== Excerto ==
┄┄┄┄┄┄
Analisado o requerimento, verifica-se que o mesmo foi apresentado dentro do prazo previsto para a interposição de recurso. Examinando a reclamação, verifica-se: que esta foi apresentada dentro do prazo de 15 dias para interposição do recurso (art. 638/1 do CPC e 644/2, d), do CPC, aplicado por identidade de razões); consta de alegações e conclusões.
 
Desta forma, a reclamação pode convolar-se em recurso, com vista a ser apreciada, desde que a parte reclamante pague a taxa de justiça complementar.

Nestes termos:
 
1. Convida-se os interessados a pronunciarem-se, querendo, pela convolação da reclamação em recurso de apelação.
2. Convida-se o reclamante a pagar a taxa de justiça complementar do recurso, com referência ao valor da causa adrede fixado na 1.ª instância”.


Foi então o Ilustre Mandatário do embargante notificado para efectuar o pagamento da diferença entre o valor pago e a pagar da taxa de justiça devida pelas alegações apresentadas.
O mesmo veio informar que nada tinha a opor à convolação da reclamação em recurso de apelação, e efectuou o pagamento da taxa de justiça devida, no valor de € 153,00.
┄┄┄┄┄┄
== Tarefas a realizar ==
A. Segundo o excerto, qual foi o valor da taxa de justiça paga pelo embargante?
B. Transcreva do excerto o trecho entre "Desta forma, a" e "de € 153,00.", inclusive.

== Linhas de dados ==
┄┄┄┄┄┄
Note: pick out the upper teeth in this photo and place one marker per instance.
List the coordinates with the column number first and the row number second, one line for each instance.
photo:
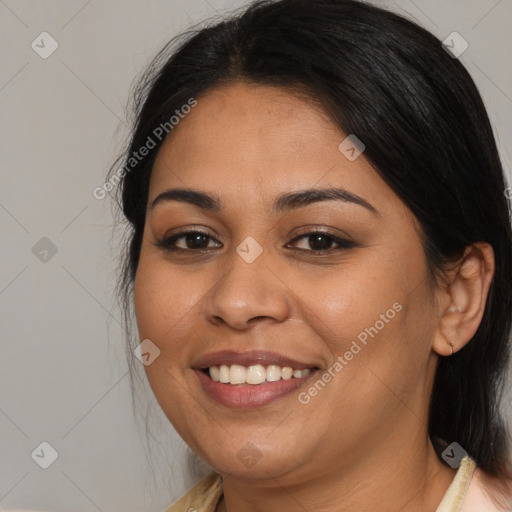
column 255, row 374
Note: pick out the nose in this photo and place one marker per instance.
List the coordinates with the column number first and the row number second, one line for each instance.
column 247, row 293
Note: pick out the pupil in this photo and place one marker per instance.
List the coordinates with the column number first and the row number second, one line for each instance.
column 315, row 242
column 193, row 240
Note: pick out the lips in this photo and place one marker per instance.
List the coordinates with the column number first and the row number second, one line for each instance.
column 248, row 393
column 249, row 358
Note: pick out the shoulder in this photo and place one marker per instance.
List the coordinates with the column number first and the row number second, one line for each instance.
column 203, row 497
column 479, row 495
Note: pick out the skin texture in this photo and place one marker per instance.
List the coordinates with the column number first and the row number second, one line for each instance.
column 247, row 144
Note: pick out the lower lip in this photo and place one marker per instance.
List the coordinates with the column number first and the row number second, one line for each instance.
column 247, row 396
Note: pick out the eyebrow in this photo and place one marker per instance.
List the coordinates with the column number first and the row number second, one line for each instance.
column 283, row 203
┄┄┄┄┄┄
== Soluções ==
A. € 153,00.

B.
Desta forma, a reclamação pode convolar-se em recurso, com vista a ser apreciada, desde que a parte reclamante pague a taxa de justiça complementar.

Nestes termos:
 
1. Convida-se os interessados a pronunciarem-se, querendo, pela convolação da reclamação em recurso de apelação.
2. Convida-se o reclamante a pagar a taxa de justiça complementar do recurso, com referência ao valor da causa adrede fixado na 1.ª instância”.


Foi então o Ilustre Mandatário do embargante notificado para efectuar o pagamento da diferença entre o valor pago e a pagar da taxa de justiça devida pelas alegações apresentadas.
O mesmo veio informar que nada tinha a opor à convolação da reclamação em recurso de apelação, e efectuou o pagamento da taxa de justiça devida, no valor de € 153,00.